**Source passage**
Essentially then, the indeterminate sentence uses two means to attempt the reform of the convict. First, it removes the power or responsibility of sentencing from the courts and invests it in the penal system. Second, it attempts to use the flexibility derived from that shift as a means of inducing the convict to make "some indication of amended character."
Whether or not a man has amended his character is ultimately a judgment call, and any decision concerning that depends as much, if not more, upon the nature of those who sit in judgment, as upon the actions and attitudes of the judged. If a convicted rapist frees the warden's daughter's cat from a tree is he ready for release back to society? An improbably example to be sure--few convicted rapists serve their time in joints that have any trees--yet perhaps it does illustrate the degree to which the prejudices--moral, racial, or otherwise--of the keepers define the futures of the caught under the system of indeterminate sentencing.
Most of the early advocates of the indeterminate sentence, like other reformers of the period, were men of pronounced prejudices. They prefered Christ to anti-Christ, and for that matter, Christ to Buddha. They found industrial pollution more excusable than prostitution. Most importantly, they prefered Adam Smith to Karl Marx, and believed that ultimately the criminal bore personal guilt for his crimes.
It is these last two prejudices that lie at the core of the passage quoted above. It is the criminal's "misconduct" that "compels us to send" him to an institution for personal correction. The criminal, now a convict, is to be interred in the institution until he displays a willingness to accept the profit motive and the work ethic in personal practice. In effect, regardless of his acceptance of society's complicity in crime as a theory, the author of this passage rejected the notion in practice. He was and is not alone.
First applied in America as early as 1825 to children committed to Houses of Refuge, the indeterminate sentence, in vivo, did not adhere to the procedure outlined in the passage above. However, it did retain the spirit of that passage. Children, though they were not required to earn a fixed sum while in the Houses of Refuge, did have to demonstrate not only their acceptance of the laws and abstract principles of American society but also, if only by mime, their genuflection to the dictates of a Christian God and of capitalism.
In 1867, Michigan became the first state to use the indeterminate sentencing concept on adult offenders by passing a law changing the procedure of the penal disposition of convicted prostitutes. Under the new law, hookers were sentenced to a maximum of three years in the Detroit House of Correction but could be released earlier at the discretion of the institution's board of managers.
Four characteristics of the nature and history of the indeterminate sentence in America bear significantly on the life of George Jackson. The first is that in theory and practice the indeterminate sentence is a janus-faced weapon. Although it offers the con the hope of being released prior to the time that he would have had to have served under a fixed sentence, it also threatens him with the possibility of indefinite incarceration if he does not display "orderly, decent, and submissive behavior" to the satisfaction of his captors. This other more threatening side of the indeterminate sentence did not figure into its earliest applications nor does it in the current universal use of the indeterminate sentence in American reform schools; because in each of these cases a maximum time of incarceration is prescribed by law. However, this threatening edge does play a prominent part in California's three-time losers law; simply because the sentence has no practical maximum.

**Data**
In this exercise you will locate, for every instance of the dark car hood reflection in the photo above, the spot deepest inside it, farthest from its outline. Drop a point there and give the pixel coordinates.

**Written tasks**
1. Answer these questions about the indeterminate sentencing text.
(a) In America, to whom was the indeterminate sentence first applied as early as 1825?
(b) In what year did Michigan become the first state to use the concept on adult offenders?
(c) Which California law does the text say gives the sentence's threatening edge a prominent part?
2. Print the part of the indeterminate sentencing text that runs from "It is these" to "is not alone.", word for word.
Answer from the text on indeterminate sentencing alone, without drawing on the data.

**Worked answers**
1.
(a) Children committed to Houses of Refuge.
(b) 1867.
(c) California's three-time losers law.

2.
It is these last two prejudices that lie at the core of the passage quoted above. It is the criminal's "misconduct" that "compels us to send" him to an institution for personal correction. The criminal, now a convict, is to be interred in the institution until he displays a willingness to accept the profit motive and the work ethic in personal practice. In effect, regardless of his acceptance of society's complicity in crime as a theory, the author of this passage rejected the notion in practice. He was and is not alone.